Excerpt to read -
______________________________

Basketball Sport

Young girls should not be thrown into the swimming pool

UNZA HONEYS

Hoops! MWEMBE KAONA
SHORTLY after competing in the Zone Six nations Under-16 Championships in Botswana, some female players earned themselves places in the senior league away from the Youth Basketball League (YBL) where most of them were plying their trade.
There has been concern by some sectors that feel the players have been rushed and thrown into the deep end of the pool before they are ripe for the big league games and this bred a lengthy discussion on social media.
At a special technical meeting of the Zambia Basketball Association, the matter was discussed and though not conclusively one could pick that the issue was going to boil at some point.
The argument put across is that at the age of 16, a player is still developing and learning fundamentals which are taught at YBL level whereas going straight to the main clubs after being exposed in Botswana would be skipping a step and prove detrimental in the medium or long term.
Quick to respond to the motion was Cuthbert Tembo, head coach for UNZA Basketball Club, who argued that the feminine league has room to help players grow.
But Norway-based Ingeborg Borgen Takle, who once played in the ZBA feminine league for Shells and has been a keen material supporter of the YBL, has contrary views to Cuthbert.

______________________________

Entries from a pointing dataset -
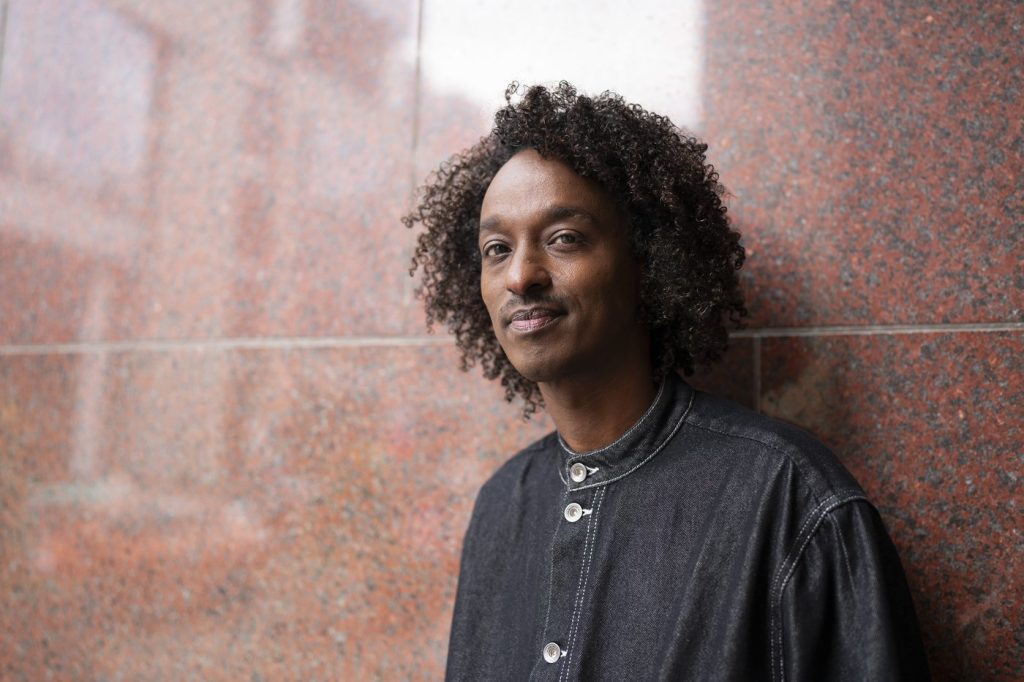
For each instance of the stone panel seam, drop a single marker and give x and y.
(3, 37)
(225, 344)
(875, 330)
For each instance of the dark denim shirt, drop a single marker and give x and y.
(708, 543)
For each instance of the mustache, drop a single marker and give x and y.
(517, 302)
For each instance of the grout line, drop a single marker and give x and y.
(417, 95)
(873, 330)
(757, 373)
(258, 343)
(3, 37)
(227, 344)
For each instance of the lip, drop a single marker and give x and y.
(535, 318)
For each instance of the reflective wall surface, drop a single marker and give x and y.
(228, 449)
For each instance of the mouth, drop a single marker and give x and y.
(531, 320)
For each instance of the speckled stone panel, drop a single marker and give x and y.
(239, 514)
(932, 425)
(875, 152)
(237, 171)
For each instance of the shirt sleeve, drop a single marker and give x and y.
(847, 611)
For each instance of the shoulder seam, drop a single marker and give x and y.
(785, 569)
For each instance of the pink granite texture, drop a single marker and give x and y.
(227, 449)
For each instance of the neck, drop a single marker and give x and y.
(593, 412)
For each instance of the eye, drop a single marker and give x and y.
(494, 249)
(566, 239)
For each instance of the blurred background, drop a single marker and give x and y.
(228, 448)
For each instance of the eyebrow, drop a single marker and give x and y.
(553, 214)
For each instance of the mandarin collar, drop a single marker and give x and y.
(640, 443)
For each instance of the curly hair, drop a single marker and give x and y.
(689, 284)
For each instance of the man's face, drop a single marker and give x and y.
(557, 274)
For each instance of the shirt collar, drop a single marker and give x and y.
(640, 442)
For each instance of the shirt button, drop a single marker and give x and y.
(578, 472)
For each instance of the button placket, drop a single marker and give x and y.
(579, 472)
(572, 553)
(552, 652)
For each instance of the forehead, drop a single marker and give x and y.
(529, 182)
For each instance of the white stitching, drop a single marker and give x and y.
(775, 614)
(551, 573)
(771, 592)
(578, 612)
(649, 457)
(842, 546)
(577, 602)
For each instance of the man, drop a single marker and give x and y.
(581, 253)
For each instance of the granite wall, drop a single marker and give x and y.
(228, 449)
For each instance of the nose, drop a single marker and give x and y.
(527, 271)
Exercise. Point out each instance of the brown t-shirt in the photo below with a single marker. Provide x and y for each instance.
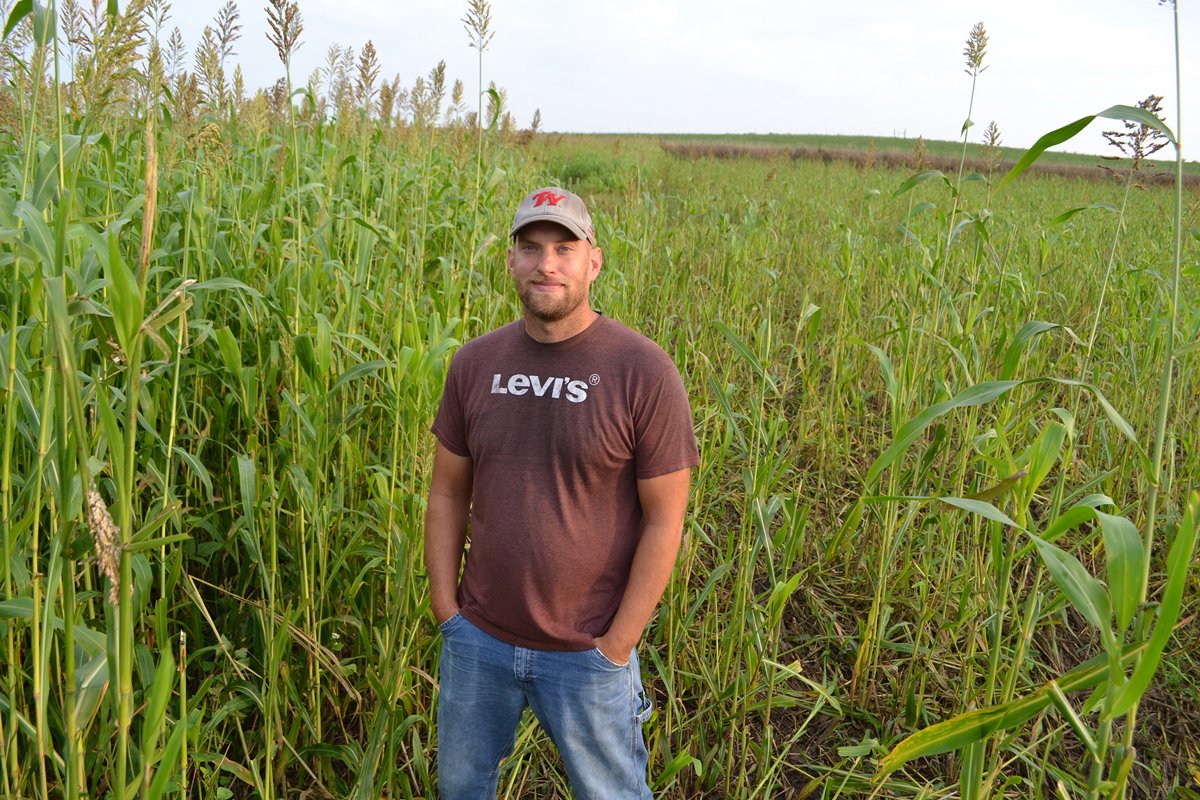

______________________________

Exercises to complete -
1. For the basketball article, say whether each statement agrees with it, answering yes or no and quoting the deciding words: (a) The Under-16 Championships took place in Botswana. (b) The special technical meeting settled the matter conclusively. (c) Cuthbert Tembo is head coach for UNZA Basketball Club.
2. Put the lines of the listing into a JSON list of strings, one string per line and no blank lines. Start with the line containing "For each instance of the shirt button, drop", go on through the end of the listing, and leave the pictures out.

Solved tasks -
1.
(a) Yes: "Zone Six nations Under-16 Championships in Botswana"
(b) No: "the matter was discussed and though not conclusively"
(c) Yes: "Cuthbert Tembo, head coach for UNZA Basketball Club"

2.
[
  "For each instance of the shirt button, drop a single marker and give x and y.",
  "(578, 472)",
  "For each instance of the button placket, drop a single marker and give x and y.",
  "(579, 472)",
  "(572, 553)",
  "(552, 652)",
  "For each instance of the forehead, drop a single marker and give x and y.",
  "(529, 182)",
  "For each instance of the white stitching, drop a single marker and give x and y.",
  "(775, 614)",
  "(551, 573)",
  "(771, 592)",
  "(578, 612)",
  "(649, 457)",
  "(842, 546)",
  "(577, 602)",
  "For each instance of the man, drop a single marker and give x and y.",
  "(581, 253)",
  "For each instance of the granite wall, drop a single marker and give x and y.",
  "(228, 449)",
  "For each instance of the nose, drop a single marker and give x and y.",
  "(527, 271)",
  "Exercise. Point out each instance of the brown t-shirt in the photo below with a single marker. Provide x and y for each instance."
]